**Problem details:** Every record here should be printed again exactly.
** BEGIN Source records **
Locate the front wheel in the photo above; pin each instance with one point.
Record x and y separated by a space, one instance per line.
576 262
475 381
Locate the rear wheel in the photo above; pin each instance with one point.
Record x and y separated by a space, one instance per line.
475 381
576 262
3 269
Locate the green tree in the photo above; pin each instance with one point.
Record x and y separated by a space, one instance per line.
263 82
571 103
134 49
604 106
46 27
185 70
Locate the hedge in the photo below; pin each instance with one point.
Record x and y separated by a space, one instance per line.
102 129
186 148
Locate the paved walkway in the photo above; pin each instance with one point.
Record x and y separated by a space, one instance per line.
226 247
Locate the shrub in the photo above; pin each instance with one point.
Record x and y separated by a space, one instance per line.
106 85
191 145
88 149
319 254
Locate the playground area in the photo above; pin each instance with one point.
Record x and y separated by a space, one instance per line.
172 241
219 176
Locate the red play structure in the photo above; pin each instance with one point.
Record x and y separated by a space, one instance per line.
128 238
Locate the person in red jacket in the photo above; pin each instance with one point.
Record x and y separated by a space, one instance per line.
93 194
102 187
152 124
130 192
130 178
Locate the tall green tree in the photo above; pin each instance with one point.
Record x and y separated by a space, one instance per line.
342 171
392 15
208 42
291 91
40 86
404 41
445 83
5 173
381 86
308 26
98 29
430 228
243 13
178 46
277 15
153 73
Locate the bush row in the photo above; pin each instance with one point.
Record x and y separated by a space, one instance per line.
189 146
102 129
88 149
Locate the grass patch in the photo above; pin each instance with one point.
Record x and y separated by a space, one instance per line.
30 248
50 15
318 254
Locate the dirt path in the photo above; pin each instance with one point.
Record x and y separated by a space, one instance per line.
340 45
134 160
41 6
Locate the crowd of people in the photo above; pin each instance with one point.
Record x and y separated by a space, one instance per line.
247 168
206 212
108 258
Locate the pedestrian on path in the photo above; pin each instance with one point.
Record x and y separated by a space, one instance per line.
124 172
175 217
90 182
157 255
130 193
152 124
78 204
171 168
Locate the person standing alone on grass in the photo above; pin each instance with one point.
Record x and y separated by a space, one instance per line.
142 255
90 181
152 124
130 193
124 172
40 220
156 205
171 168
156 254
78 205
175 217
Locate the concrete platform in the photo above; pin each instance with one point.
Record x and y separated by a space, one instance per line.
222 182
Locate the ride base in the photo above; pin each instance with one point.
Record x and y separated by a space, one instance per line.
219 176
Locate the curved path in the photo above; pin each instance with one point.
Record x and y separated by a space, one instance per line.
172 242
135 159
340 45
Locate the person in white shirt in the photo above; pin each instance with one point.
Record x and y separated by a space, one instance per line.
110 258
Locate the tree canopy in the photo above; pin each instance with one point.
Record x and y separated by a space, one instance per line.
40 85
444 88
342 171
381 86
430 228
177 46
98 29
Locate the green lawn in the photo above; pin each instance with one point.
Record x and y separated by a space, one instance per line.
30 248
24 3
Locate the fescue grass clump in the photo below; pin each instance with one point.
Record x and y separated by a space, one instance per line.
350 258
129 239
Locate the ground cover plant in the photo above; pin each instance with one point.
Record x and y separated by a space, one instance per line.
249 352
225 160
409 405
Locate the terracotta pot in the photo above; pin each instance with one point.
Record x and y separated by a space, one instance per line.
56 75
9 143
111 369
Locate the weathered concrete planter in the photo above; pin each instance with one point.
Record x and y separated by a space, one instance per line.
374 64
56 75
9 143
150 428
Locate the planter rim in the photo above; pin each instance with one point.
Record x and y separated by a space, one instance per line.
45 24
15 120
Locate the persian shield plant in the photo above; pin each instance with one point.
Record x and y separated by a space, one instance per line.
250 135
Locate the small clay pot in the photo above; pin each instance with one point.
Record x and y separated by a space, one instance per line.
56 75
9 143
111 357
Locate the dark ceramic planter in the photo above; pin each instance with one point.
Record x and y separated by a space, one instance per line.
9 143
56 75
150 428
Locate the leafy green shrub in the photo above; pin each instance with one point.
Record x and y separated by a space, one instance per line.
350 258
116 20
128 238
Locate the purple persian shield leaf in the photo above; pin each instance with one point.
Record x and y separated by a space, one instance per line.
** END Source records **
**Exercise response:**
Locate the front wheel in the photo above; pin each instance with one point.
Record x and y separated by a space, one instance per line.
576 262
475 381
Locate the rear wheel in the photo above; pin each instance with one point.
Record x and y separated by a space, one instance per line.
475 381
576 262
3 269
Locate the green tree in the photo above; pin each instance with one point.
Record x and y separated by a space, one instance per line.
263 82
571 103
134 49
604 106
46 27
185 70
Locate the hedge in the photo below; pin each instance with one point.
Record x and y separated by a space, one instance per line.
102 129
186 148
Locate the paved walkway in the photo above; pin each instance with one point.
Record x and y separated by a space, one instance per line.
226 247
Locate the shrub in the photo above; pin each instance with one point.
Record x and y separated by a space, one instance per line.
106 85
191 145
88 149
319 254
Locate the playground area in the photo above; pin each instance with one point.
Record x and y separated by a space, one instance per line.
172 241
219 176
Locate the red play structure in the photo above; pin each instance with one point.
Record x and y separated by a space, one instance per line.
128 238
Locate the person in red jacket in the photo above; pin each instance with one point.
Record x and y separated by a space, one instance per line.
93 194
102 187
152 124
130 192
130 178
Locate the tall green tree in the photo above; pin each instance with one point.
Record x and y separated by a space, one instance per line.
342 171
392 15
208 42
291 91
40 86
404 41
445 83
5 173
381 86
308 26
98 29
430 228
243 13
178 46
277 15
153 73
Locate the bush row in the photo above; pin each instance with one point.
Record x and y separated by a space, one instance per line.
189 146
102 129
88 149
Locate the grass patch in the photo above; pin each instance with one point.
Record x and y separated by a space, one instance per line.
30 248
50 15
318 254
Locate the dirt path in the photo above; pin each instance with one point.
Record x and y separated by a space, one instance per line.
340 45
134 160
41 6
Locate the crowd of people in the photo above; pin each instance with one point.
Record x and y separated by a space, one instance per line.
247 168
206 212
108 258
Locate the pedestrian on path in the photo above; pin each instance with one point.
Record x and y separated by a space, one instance per line.
124 172
175 217
90 182
157 255
130 193
152 124
78 204
171 168
Locate the person standing alone on grass in the photo above; pin each instance with one point.
Record x and y separated by a space, one instance per line.
142 255
90 181
152 124
130 193
124 172
40 220
156 205
171 168
156 254
78 205
175 217
Locate the concrete platform in the photo above; pin each instance with one point.
Record x and y separated by a space, one instance per line.
222 182
Locate the ride base in the photo above; pin each instance with one point.
Record x and y separated by a space, one instance per line.
219 176
Locate the curved path in the photo above; pin each instance with one point.
Record x and y separated by a space, one instance per line.
172 242
135 159
340 45
Locate the person in white shirt in the photo above; pin each instance with one point.
Record x and y separated by a space, one instance per line.
110 258
Locate the tree canopy in the photo above; pin each instance with one point.
Record x and y separated by a space, one instance per line.
40 85
444 88
342 171
381 86
430 228
177 46
98 29
Locate the green lawn in the photo above; pin each instance with one point.
Record x and y separated by a space, one instance per line.
30 248
24 3
Locate the fescue grass clump in the photo below; pin each instance with one point.
Record x and y separated by a space, one instance per line.
350 258
129 239
Locate the ground cover plant in the photo above; pin each instance with one point.
Record x and y separated by a space, one instance per line.
249 352
225 160
409 405
Locate the terracotta pot in the photo above; pin each instance with one point.
Record x and y separated by a space, one instance per line.
56 75
9 143
111 369
Locate the weathered concrete planter in the photo above; pin each instance with one point.
Record x and y separated by a space, one instance per line.
374 64
56 75
9 143
150 428
Locate the planter rim in the photo above; pin each instance with one point.
Record x and y separated by a space, one instance per line.
45 24
15 120
Locate the persian shield plant in the photo above; pin each instance with one point.
Record x and y separated by a space, one instance per line.
250 135
Locate the small clay pot in the photo above; pin each instance with one point.
Record x and y separated by a space, one instance per line.
56 75
9 143
111 357
Locate the dark ceramic planter in the photo above; pin each instance with one point.
Record x and y separated by a space, one instance per line.
9 143
56 75
150 428
Locate the leafy green shrub in the photo above; pin each instance with one point.
Record x and y separated by a space, one instance per line.
350 258
116 20
128 238
Locate the purple persian shield leaf in the photo above; pin each instance with one point.
Record x and y separated by a space, one instance per line.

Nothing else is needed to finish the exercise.